PROBLEM TO WORK ON: Render the records below as a JSON list of strings, with one string for each line and any blank lines left out.

(Coordinate annotation records)
((

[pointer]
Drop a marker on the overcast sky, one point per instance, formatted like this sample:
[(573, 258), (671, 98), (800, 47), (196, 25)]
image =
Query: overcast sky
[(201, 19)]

))

ANSWER IN FULL:
[
  "[pointer]",
  "Drop a marker on the overcast sky, one point per instance, formatted like this sample:",
  "[(573, 258), (671, 98), (800, 47), (196, 25)]",
  "image =",
  "Query: overcast sky",
  "[(201, 19)]"
]